--- SOURCE TEXT ---

Part of the Professional and Practice-based Learning book series (PPBL,volume 18)

Abstract

After a long period of discussions and mergers, the 1996 Adult and Vocational Education Act introduced a new school type in Dutch secondary vocational education and training (VET): a regional, multi-sector, multi-level and multi-track institution. The name, Regional Education Centre (in Dutch: Regionaal Opleidingen Centrum; ROC), stands for an ambition—that ROCs should respond to a variety of needs of local industries. It was assumed that, in return, industry would commit itself to supporting local ROCs in both its public (training new generations of skilled workers) and private (purchasing post-initial training programmes) capacities.

--- DATA SHOWN ---

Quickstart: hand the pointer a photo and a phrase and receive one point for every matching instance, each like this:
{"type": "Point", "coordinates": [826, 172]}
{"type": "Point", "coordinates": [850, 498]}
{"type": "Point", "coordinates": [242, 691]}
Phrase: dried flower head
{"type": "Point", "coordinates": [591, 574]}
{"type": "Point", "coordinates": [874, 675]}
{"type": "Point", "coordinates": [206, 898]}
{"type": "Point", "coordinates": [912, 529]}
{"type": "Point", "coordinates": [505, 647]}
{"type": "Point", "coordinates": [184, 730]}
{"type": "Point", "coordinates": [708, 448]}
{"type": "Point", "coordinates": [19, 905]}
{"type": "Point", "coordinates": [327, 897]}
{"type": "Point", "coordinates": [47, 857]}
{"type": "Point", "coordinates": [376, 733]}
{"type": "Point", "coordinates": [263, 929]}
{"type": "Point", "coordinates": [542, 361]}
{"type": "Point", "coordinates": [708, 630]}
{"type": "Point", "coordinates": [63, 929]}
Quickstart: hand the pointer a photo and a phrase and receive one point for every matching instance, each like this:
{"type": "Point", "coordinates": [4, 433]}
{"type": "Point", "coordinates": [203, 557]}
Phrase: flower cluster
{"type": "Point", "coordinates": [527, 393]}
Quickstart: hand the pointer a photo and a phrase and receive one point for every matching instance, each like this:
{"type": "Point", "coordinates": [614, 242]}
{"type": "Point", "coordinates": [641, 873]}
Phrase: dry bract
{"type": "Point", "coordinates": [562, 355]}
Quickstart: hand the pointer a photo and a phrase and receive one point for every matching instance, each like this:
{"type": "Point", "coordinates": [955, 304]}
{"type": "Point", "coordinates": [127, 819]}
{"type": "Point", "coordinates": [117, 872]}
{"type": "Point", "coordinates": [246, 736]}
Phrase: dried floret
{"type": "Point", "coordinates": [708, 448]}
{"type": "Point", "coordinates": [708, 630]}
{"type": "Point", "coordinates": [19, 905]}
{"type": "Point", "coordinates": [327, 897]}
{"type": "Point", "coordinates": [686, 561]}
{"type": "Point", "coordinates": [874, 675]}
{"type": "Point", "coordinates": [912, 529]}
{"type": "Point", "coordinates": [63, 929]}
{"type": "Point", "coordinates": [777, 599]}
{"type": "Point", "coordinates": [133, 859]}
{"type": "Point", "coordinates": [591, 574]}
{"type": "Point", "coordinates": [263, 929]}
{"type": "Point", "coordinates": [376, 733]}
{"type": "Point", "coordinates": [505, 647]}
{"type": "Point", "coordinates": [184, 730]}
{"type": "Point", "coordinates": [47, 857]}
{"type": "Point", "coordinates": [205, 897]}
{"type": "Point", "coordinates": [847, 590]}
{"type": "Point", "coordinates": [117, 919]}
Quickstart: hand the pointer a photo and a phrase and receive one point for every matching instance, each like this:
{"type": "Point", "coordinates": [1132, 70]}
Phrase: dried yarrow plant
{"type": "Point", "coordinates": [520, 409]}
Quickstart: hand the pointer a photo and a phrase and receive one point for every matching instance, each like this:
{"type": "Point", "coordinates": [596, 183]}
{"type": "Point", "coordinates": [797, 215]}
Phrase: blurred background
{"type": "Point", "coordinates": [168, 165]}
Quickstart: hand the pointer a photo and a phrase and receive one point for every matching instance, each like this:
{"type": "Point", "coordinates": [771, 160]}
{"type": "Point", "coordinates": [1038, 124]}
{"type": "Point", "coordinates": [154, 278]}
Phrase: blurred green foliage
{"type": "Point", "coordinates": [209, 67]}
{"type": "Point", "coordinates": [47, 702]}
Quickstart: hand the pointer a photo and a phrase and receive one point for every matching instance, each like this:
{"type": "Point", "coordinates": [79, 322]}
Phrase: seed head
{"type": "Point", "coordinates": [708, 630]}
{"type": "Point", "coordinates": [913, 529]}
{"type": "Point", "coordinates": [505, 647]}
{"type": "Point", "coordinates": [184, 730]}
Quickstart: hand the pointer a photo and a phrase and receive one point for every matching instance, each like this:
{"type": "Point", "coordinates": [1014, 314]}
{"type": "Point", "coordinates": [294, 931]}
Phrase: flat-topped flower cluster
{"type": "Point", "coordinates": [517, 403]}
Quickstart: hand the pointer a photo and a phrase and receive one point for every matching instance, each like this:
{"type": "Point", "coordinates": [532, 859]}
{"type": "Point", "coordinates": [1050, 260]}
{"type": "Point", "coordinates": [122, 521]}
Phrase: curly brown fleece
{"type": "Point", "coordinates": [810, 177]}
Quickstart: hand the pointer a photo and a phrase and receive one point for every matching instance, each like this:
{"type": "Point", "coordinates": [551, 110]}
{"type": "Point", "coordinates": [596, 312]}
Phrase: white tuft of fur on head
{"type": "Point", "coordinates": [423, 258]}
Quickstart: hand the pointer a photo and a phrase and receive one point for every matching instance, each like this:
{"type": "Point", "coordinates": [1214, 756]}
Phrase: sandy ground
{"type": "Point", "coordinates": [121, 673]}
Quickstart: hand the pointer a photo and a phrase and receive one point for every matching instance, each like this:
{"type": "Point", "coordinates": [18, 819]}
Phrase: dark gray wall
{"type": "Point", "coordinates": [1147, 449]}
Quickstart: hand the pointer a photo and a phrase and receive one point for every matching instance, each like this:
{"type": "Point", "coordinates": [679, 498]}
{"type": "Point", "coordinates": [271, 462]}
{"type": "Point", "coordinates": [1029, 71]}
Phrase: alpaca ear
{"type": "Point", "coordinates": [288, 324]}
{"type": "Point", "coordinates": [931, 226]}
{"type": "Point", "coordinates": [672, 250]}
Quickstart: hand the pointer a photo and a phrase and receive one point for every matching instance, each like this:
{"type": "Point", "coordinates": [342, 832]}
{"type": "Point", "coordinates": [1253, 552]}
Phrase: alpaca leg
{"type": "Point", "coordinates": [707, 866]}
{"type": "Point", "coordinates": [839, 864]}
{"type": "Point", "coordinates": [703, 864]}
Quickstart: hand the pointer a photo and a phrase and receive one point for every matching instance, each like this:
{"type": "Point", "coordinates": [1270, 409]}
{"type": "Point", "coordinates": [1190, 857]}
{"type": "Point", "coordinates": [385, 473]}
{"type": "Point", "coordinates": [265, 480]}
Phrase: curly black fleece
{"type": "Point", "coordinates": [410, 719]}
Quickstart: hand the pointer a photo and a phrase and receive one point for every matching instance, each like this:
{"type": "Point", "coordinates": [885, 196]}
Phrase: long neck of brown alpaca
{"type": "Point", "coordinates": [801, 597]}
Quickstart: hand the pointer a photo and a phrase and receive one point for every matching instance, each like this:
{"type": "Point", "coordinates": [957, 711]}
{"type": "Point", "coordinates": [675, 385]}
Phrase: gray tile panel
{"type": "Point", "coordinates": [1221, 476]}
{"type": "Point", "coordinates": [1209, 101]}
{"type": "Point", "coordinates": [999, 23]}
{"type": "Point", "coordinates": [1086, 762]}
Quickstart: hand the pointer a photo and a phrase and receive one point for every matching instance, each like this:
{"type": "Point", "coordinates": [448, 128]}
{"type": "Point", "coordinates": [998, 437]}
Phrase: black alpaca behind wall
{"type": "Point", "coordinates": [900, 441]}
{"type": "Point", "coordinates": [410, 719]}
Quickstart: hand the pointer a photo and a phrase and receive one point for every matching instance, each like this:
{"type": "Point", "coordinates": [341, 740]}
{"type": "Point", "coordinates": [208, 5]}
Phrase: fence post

---

PROBLEM TO WORK ON:
Echo the passage from the abstract on Dutch vocational education above, starting at "Part of the" and ending at "training programmes) capacities.".

THE RESPONSE:
Part of the Professional and Practice-based Learning book series (PPBL,volume 18)

Abstract

After a long period of discussions and mergers, the 1996 Adult and Vocational Education Act introduced a new school type in Dutch secondary vocational education and training (VET): a regional, multi-sector, multi-level and multi-track institution. The name, Regional Education Centre (in Dutch: Regionaal Opleidingen Centrum; ROC), stands for an ambition—that ROCs should respond to a variety of needs of local industries. It was assumed that, in return, industry would commit itself to supporting local ROCs in both its public (training new generations of skilled workers) and private (purchasing post-initial training programmes) capacities.